* SHORT TASK *
Format every line of the items below as a Markdown table with the columns Row and Line. Number the rows in order and leave out blank lines.

* RECORDS FOR THE TASK *
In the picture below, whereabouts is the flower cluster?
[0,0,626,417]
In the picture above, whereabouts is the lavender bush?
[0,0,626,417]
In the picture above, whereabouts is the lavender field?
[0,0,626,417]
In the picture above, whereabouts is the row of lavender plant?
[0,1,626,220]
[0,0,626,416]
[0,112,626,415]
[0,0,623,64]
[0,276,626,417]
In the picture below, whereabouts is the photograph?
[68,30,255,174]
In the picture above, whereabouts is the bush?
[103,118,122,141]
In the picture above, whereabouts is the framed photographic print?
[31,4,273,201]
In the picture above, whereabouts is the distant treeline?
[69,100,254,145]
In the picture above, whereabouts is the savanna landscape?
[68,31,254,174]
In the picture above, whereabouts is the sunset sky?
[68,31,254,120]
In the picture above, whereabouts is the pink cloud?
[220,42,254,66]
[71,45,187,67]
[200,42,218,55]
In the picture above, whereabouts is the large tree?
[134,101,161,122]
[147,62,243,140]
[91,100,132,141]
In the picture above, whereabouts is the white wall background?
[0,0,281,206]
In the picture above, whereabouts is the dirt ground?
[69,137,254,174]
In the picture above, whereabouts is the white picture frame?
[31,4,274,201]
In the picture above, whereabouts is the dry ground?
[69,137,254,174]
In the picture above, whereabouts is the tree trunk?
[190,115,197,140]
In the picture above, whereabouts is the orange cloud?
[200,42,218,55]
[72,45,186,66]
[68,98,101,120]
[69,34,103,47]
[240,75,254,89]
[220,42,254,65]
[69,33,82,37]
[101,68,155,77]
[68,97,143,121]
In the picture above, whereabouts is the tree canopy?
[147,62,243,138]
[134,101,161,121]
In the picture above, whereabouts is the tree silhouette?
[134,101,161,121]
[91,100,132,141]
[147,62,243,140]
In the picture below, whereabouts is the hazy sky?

* IN RESPONSE *
| Row | Line |
|---|---|
| 1 | In the picture below, whereabouts is the flower cluster? |
| 2 | [0,0,626,417] |
| 3 | In the picture above, whereabouts is the lavender bush? |
| 4 | [0,0,626,417] |
| 5 | In the picture above, whereabouts is the lavender field? |
| 6 | [0,0,626,417] |
| 7 | In the picture above, whereabouts is the row of lavender plant? |
| 8 | [0,1,626,220] |
| 9 | [0,0,626,416] |
| 10 | [0,112,626,415] |
| 11 | [0,0,623,64] |
| 12 | [0,276,626,417] |
| 13 | In the picture below, whereabouts is the photograph? |
| 14 | [68,30,255,174] |
| 15 | In the picture above, whereabouts is the bush? |
| 16 | [103,118,122,141] |
| 17 | In the picture above, whereabouts is the framed photographic print? |
| 18 | [31,4,273,201] |
| 19 | In the picture above, whereabouts is the distant treeline? |
| 20 | [69,100,254,145] |
| 21 | In the picture above, whereabouts is the savanna landscape? |
| 22 | [68,31,254,174] |
| 23 | In the picture above, whereabouts is the sunset sky? |
| 24 | [68,31,254,120] |
| 25 | In the picture above, whereabouts is the pink cloud? |
| 26 | [220,42,254,66] |
| 27 | [71,45,187,67] |
| 28 | [200,42,218,55] |
| 29 | In the picture above, whereabouts is the large tree? |
| 30 | [134,101,161,122] |
| 31 | [147,62,243,140] |
| 32 | [91,100,132,141] |
| 33 | In the picture above, whereabouts is the white wall background? |
| 34 | [0,0,281,206] |
| 35 | In the picture above, whereabouts is the dirt ground? |
| 36 | [69,137,254,174] |
| 37 | In the picture above, whereabouts is the white picture frame? |
| 38 | [31,4,274,201] |
| 39 | In the picture above, whereabouts is the dry ground? |
| 40 | [69,137,254,174] |
| 41 | In the picture above, whereabouts is the tree trunk? |
| 42 | [190,115,197,140] |
| 43 | In the picture above, whereabouts is the orange cloud? |
| 44 | [200,42,218,55] |
| 45 | [72,45,186,66] |
| 46 | [68,98,101,120] |
| 47 | [69,34,103,47] |
| 48 | [240,75,254,89] |
| 49 | [220,42,254,65] |
| 50 | [69,33,82,37] |
| 51 | [101,68,155,77] |
| 52 | [68,97,143,121] |
| 53 | In the picture above, whereabouts is the tree canopy? |
| 54 | [147,62,243,138] |
| 55 | [134,101,161,121] |
| 56 | In the picture above, whereabouts is the tree silhouette? |
| 57 | [134,101,161,121] |
| 58 | [91,100,132,141] |
| 59 | [147,62,243,140] |
| 60 | In the picture below, whereabouts is the hazy sky? |